To do: Check the records below line by line for the string "woman". Give the number of lines that contain it and nothing else.

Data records
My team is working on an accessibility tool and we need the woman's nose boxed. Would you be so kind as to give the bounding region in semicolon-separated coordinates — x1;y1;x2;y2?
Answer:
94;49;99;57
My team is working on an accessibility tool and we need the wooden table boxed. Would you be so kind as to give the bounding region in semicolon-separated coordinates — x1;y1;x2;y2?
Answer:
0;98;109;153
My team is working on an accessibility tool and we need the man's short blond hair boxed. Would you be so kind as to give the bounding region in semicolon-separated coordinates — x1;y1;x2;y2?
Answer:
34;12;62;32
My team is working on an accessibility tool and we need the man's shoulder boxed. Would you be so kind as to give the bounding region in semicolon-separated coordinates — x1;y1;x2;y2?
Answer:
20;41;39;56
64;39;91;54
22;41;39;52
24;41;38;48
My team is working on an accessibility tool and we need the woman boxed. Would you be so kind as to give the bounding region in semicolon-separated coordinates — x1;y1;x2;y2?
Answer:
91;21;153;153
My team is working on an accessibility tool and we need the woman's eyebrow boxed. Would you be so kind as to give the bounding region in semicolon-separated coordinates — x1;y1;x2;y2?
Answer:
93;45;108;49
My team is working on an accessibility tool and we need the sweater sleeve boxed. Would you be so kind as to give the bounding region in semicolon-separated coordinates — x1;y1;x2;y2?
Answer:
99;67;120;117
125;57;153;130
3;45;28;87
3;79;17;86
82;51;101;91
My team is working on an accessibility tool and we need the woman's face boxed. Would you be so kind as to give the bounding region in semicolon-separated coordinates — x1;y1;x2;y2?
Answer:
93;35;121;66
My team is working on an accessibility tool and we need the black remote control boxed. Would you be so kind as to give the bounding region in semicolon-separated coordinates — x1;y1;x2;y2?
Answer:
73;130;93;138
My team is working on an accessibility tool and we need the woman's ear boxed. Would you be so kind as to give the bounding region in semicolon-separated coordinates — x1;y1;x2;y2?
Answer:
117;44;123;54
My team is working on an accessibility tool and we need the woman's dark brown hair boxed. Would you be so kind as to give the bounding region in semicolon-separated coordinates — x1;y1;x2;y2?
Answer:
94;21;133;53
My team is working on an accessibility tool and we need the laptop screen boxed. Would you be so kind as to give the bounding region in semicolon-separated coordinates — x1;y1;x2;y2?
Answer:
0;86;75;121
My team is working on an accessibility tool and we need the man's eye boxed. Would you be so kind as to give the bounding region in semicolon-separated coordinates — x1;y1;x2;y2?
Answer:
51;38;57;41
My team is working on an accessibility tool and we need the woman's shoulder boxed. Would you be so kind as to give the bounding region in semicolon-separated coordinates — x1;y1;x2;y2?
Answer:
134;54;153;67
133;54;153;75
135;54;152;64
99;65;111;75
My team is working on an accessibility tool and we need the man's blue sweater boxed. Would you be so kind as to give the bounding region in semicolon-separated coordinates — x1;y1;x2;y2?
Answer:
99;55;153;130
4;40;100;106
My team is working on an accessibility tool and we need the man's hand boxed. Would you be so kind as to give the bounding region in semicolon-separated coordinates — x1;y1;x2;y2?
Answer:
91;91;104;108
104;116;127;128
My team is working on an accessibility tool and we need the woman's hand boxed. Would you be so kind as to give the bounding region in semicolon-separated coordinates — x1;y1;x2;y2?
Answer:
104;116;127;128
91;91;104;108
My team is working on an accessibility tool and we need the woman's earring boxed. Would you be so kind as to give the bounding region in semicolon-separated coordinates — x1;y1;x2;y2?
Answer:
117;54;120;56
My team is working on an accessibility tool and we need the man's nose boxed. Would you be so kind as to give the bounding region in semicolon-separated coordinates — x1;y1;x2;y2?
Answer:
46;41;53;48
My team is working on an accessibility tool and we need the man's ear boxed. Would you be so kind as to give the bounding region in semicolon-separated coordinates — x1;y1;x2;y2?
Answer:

Solution to this problem: 9